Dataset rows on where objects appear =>
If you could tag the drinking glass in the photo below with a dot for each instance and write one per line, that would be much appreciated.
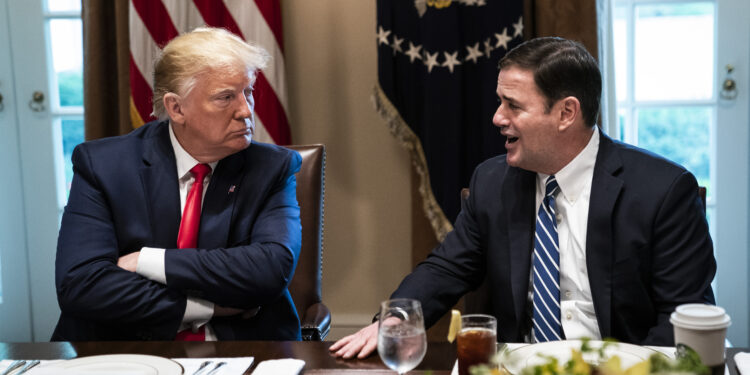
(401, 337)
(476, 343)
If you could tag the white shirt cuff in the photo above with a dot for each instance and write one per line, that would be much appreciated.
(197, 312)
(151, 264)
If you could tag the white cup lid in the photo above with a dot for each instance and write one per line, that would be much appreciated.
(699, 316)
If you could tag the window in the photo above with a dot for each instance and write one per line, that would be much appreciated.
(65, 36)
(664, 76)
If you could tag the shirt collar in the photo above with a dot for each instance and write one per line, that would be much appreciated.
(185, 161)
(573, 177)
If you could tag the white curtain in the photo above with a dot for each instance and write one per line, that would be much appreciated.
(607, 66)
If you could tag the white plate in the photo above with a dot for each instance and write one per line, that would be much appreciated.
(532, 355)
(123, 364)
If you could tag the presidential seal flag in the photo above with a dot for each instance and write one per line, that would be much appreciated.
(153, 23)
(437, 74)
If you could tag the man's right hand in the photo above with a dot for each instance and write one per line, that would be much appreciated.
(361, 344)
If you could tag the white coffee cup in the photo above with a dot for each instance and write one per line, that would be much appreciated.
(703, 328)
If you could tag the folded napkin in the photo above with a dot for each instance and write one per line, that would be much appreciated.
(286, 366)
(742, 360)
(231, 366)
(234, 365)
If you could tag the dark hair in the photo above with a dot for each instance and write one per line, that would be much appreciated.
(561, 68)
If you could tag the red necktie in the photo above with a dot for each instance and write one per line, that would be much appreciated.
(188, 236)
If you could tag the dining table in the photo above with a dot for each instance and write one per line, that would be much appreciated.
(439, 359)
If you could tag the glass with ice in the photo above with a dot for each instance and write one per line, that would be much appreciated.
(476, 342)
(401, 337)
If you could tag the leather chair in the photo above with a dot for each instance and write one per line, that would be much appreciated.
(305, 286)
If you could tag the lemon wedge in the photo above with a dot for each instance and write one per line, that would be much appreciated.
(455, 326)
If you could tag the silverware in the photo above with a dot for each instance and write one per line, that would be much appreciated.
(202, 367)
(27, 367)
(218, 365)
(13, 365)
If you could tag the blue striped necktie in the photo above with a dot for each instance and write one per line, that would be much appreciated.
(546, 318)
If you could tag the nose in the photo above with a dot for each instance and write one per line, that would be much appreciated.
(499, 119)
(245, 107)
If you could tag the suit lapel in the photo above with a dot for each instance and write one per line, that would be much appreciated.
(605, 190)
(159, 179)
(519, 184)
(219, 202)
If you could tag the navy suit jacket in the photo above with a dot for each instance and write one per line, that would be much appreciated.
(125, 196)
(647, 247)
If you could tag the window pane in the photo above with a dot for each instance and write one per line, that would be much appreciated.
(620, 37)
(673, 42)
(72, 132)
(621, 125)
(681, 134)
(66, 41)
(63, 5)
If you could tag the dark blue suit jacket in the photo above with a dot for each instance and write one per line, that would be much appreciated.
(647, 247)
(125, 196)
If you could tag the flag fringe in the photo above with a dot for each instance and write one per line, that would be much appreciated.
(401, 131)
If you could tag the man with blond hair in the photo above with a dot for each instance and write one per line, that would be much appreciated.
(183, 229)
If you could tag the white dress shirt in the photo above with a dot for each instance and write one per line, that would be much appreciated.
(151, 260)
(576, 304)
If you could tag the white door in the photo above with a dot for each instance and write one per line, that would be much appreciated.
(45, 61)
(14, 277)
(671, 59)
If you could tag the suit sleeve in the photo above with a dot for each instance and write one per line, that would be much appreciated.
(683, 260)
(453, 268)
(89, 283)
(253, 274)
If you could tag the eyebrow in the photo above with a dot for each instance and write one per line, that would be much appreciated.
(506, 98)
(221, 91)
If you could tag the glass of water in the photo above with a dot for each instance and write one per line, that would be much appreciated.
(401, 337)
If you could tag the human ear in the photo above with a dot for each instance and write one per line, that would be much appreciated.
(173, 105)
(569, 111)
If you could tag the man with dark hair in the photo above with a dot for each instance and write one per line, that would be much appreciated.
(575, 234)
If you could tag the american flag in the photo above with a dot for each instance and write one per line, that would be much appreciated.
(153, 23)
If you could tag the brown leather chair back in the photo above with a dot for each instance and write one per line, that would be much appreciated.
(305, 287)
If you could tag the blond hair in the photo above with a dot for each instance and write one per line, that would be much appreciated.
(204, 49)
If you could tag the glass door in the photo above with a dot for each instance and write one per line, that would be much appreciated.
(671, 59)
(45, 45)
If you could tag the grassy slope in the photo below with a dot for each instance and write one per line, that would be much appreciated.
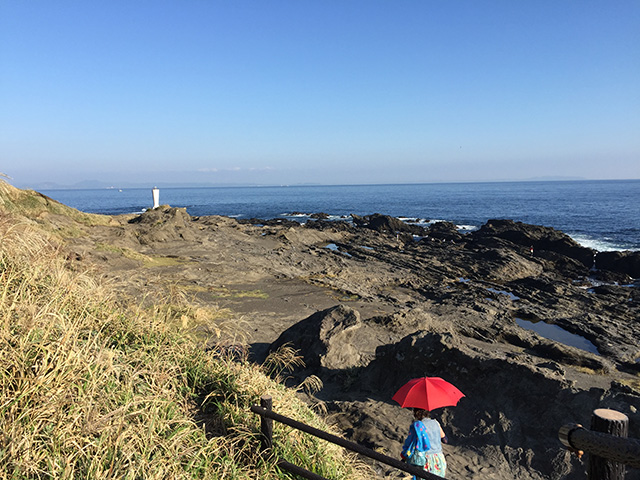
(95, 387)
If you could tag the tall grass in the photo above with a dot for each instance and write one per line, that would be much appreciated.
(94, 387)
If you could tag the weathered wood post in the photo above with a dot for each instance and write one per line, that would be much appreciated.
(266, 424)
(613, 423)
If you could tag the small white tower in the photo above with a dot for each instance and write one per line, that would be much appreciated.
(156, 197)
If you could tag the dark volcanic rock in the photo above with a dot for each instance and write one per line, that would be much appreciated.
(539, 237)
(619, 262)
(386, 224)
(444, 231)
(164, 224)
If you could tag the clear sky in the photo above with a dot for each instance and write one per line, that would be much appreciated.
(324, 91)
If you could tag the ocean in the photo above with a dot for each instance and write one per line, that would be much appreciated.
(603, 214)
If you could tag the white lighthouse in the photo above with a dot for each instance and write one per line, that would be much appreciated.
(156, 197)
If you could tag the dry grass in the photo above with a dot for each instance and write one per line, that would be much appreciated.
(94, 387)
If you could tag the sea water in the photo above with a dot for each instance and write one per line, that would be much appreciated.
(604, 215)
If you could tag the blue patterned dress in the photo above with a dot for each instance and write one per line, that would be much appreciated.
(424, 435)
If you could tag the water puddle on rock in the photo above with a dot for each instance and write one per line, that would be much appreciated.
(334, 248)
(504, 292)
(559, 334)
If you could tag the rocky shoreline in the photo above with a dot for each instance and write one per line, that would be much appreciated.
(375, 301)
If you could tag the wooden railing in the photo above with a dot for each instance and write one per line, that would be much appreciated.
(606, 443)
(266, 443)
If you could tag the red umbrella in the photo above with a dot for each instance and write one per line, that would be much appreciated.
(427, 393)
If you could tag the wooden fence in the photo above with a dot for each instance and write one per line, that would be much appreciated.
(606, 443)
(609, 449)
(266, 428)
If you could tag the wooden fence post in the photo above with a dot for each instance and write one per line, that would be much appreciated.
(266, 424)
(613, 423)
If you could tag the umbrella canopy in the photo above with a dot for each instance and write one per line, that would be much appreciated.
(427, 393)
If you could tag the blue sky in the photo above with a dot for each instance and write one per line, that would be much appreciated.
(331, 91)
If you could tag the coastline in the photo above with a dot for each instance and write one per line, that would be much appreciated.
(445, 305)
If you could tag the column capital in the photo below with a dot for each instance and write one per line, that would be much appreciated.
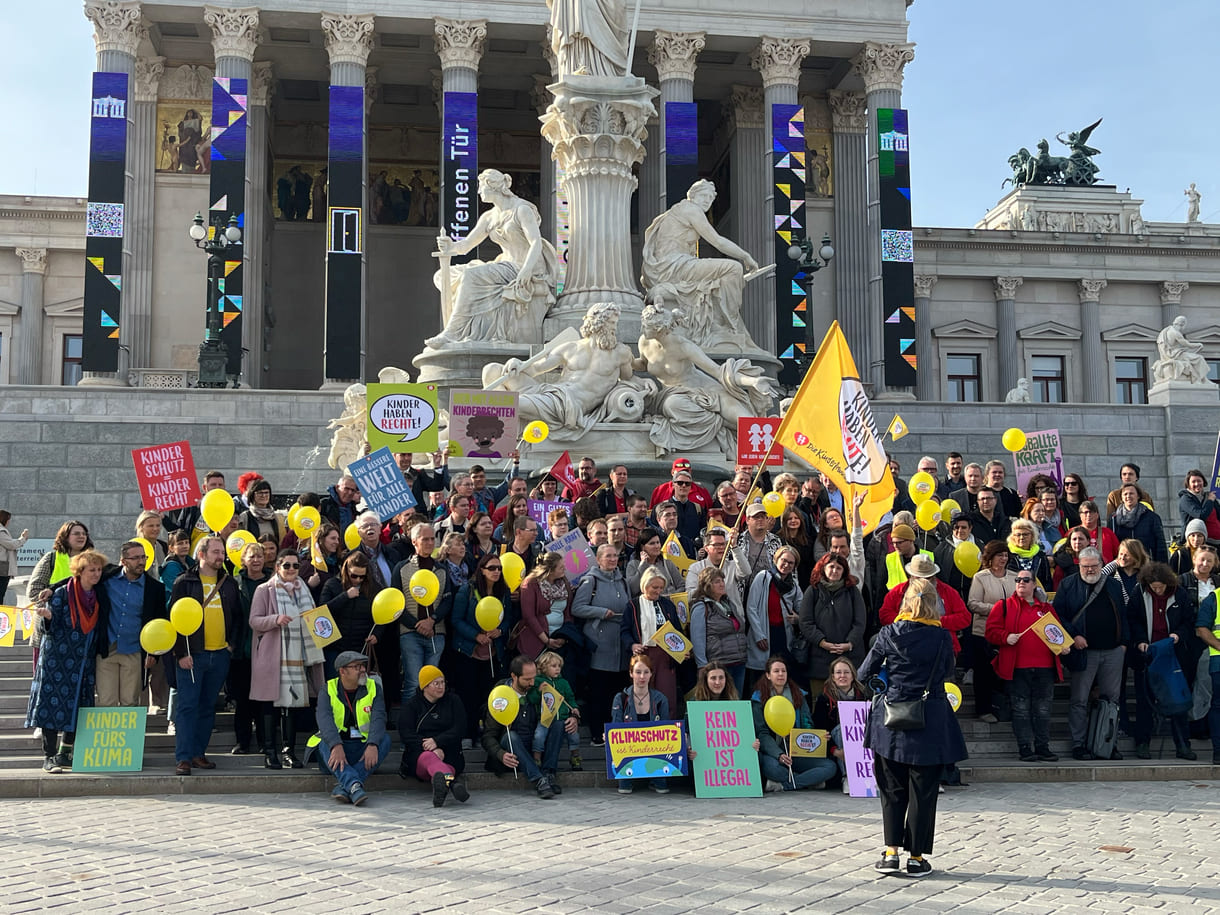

WORK TO COMPLETE => Each line from the one containing "If you could tag the wooden fence post" through the last line of the entries above is to be extracted exactly. Pictures are not part of the copy.

FINISHED ANSWER =>
If you could tag the wooden fence post in the photo above with a dot for each instance and write one per line, that would be much appreciated.
(266, 424)
(613, 423)
If you could tag the umbrella canopy in the photo above with a dot for each instance and write one per line, that would be much appreciated.
(427, 393)
If you could tag the blue sky in the photo above with a dot for each instance and write one per line, that would be much appreciated.
(331, 91)
If you could tag the coastline in the photo above with a dot for each instance and write one per line, that would be much appreciated.
(445, 305)
If you could tag the column capital in the photo below with a dot for each instance and write one per line, that would be much appreciated.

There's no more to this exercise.